=== Excerpted records ===
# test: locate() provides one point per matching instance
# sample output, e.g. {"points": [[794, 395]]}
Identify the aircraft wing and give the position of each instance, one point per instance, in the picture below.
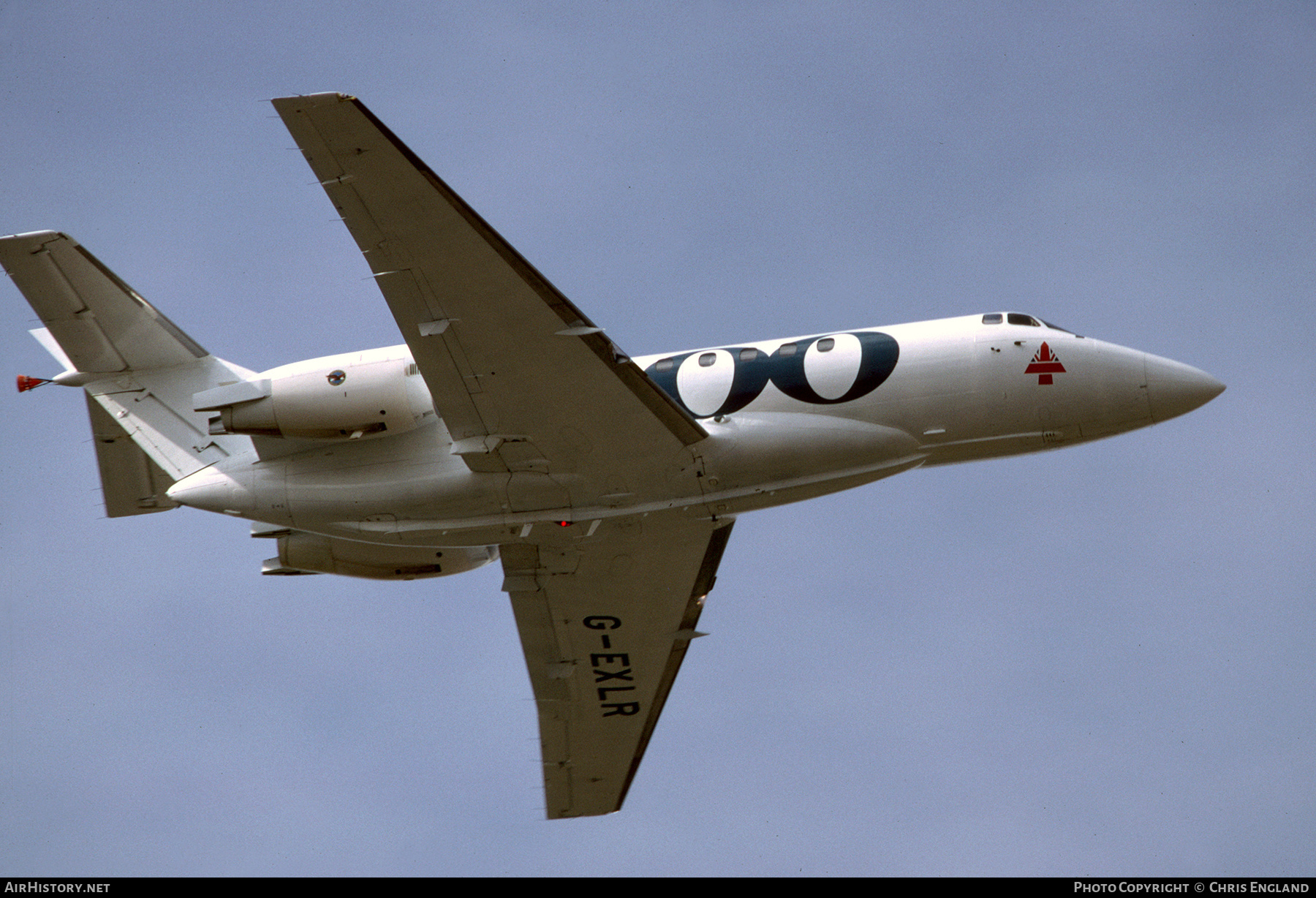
{"points": [[523, 380], [605, 626]]}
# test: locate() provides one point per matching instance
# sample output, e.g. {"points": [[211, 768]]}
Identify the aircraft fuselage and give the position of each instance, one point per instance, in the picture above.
{"points": [[787, 420]]}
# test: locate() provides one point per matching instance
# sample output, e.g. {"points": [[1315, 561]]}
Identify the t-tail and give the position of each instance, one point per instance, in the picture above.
{"points": [[138, 369]]}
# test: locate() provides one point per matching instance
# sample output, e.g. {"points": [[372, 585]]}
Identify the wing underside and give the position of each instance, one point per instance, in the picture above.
{"points": [[528, 386], [605, 627]]}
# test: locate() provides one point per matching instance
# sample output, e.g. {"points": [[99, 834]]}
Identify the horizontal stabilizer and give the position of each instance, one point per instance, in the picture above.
{"points": [[99, 322], [132, 482]]}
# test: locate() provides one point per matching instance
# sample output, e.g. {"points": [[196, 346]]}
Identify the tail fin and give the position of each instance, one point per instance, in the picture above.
{"points": [[136, 363]]}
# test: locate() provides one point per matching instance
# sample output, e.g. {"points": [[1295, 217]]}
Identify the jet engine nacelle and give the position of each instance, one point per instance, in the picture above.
{"points": [[333, 398], [309, 554]]}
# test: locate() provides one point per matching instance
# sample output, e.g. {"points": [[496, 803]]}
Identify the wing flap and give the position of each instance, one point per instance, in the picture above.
{"points": [[605, 627]]}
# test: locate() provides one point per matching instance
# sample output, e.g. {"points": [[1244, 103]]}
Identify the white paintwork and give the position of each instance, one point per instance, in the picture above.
{"points": [[510, 414]]}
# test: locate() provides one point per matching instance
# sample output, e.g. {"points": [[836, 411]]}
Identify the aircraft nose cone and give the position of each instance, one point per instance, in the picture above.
{"points": [[1176, 389]]}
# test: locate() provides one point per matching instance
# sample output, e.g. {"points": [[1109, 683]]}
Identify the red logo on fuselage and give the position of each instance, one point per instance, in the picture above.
{"points": [[1045, 365]]}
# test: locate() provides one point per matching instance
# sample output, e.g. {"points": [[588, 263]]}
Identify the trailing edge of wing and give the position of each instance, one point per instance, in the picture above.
{"points": [[502, 350]]}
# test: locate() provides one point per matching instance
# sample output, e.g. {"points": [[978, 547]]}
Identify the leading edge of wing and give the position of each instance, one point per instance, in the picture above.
{"points": [[379, 207], [605, 630]]}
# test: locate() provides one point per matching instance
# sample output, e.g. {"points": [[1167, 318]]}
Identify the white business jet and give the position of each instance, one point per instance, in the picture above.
{"points": [[510, 427]]}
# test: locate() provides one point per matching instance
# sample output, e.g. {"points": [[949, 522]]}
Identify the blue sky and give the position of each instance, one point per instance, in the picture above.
{"points": [[1095, 661]]}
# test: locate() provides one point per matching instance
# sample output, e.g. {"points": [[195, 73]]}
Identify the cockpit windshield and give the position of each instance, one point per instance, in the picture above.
{"points": [[1018, 317]]}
===
> **Exercise details**
Exactly what appears in the records above must be returned, apart from the pictures.

> **Exercise answer**
# test: locate() provides one point per matching instance
# sample output, e.g. {"points": [[794, 395]]}
Identify the aircraft wing and give the position of each instance, one point per instance, in the picture below.
{"points": [[523, 380], [605, 626]]}
# test: locate() provides one point per matching instance
# sample output, e.g. {"points": [[211, 768]]}
Identify the aircraft fuselage and give the position of each instance, one point per instance, in the picture above.
{"points": [[787, 420]]}
# test: locate() provides one point per matching instance
# sample output, e.g. {"points": [[1315, 561]]}
Identify the t-tail and give the position of each instance, one point per instance, in the picture above.
{"points": [[138, 369]]}
# test: locate() provides one point per matching instance
# sample output, e.g. {"points": [[372, 585]]}
Identify the wing underside and give the position of each instance, one point per instance, in the picture above.
{"points": [[528, 386], [605, 627]]}
# test: locate() provides one point per matching instance
# sample output, e.g. {"points": [[99, 834]]}
Identify the horizontal stabilizer and give the position of each instance, one point per instance, in the picture above.
{"points": [[99, 322], [132, 482]]}
# test: locate() provides one point per matching instance
# sample output, e.g. {"points": [[196, 346]]}
Identify the tail fin and give the position of each instance, one point per instance, in the picture above.
{"points": [[136, 363]]}
# test: locate() provides one point per matching instance
# sample output, e.g. {"points": [[1295, 217]]}
Identify the jet engine nacelle and give the position of each instance, one point per instance, in the picture above.
{"points": [[333, 398], [309, 554]]}
# test: locate() provides one point per matching instance
# sample output, e.g. {"points": [[496, 803]]}
Identify the wing flap and give the position of each instance, one point per instance, in the picture above.
{"points": [[605, 627]]}
# test: locate() provides one point per matching instance
# sample output, e.g. {"points": [[1244, 103]]}
Identify the white paintwork and give the position of each instance, one point per instance, in the picture above.
{"points": [[510, 414]]}
# test: locate() provides one point per matching instance
# sample output, e.g. {"points": [[836, 411]]}
Identify the aircraft nose cone and give the position of each instance, one point per instance, in the picture above.
{"points": [[1176, 389]]}
# test: locate() provides one point per matching instance
# sample output, e.g. {"points": [[1109, 683]]}
Identify the red logo on fuselage and give the position of each instance, one point per instance, in the picture above.
{"points": [[1045, 365]]}
# test: locate() provides one point per matching instance
# sample output, e.g. {"points": [[588, 263]]}
Identify the trailing edge of wing and give the position of each instance, one point per instance, in the picture above.
{"points": [[502, 350]]}
# test: locate() provides one point per matching instance
# sample output, e.g. {"points": [[978, 547]]}
Identify the leading edge of wing and give the position of each instance, one point per instance, in the picture above.
{"points": [[379, 207], [605, 630]]}
# test: locate() provides one point per matching instance
# sample output, e.g. {"points": [[1167, 318]]}
Identify the white business jet and give the position of each instance, one point per instance, in the picture above.
{"points": [[510, 427]]}
# test: locate() provides one point per matching instance
# sample output, e.g. {"points": [[949, 522]]}
Identify the blue sky and give the position of each instance, one point per instance, in the picture above.
{"points": [[1095, 661]]}
# test: locate() provides one point per matching instance
# sample output, e.g. {"points": [[195, 73]]}
Identify the cockpit windshield and give the position of each instance, one point per instance, in the picture above.
{"points": [[1018, 317]]}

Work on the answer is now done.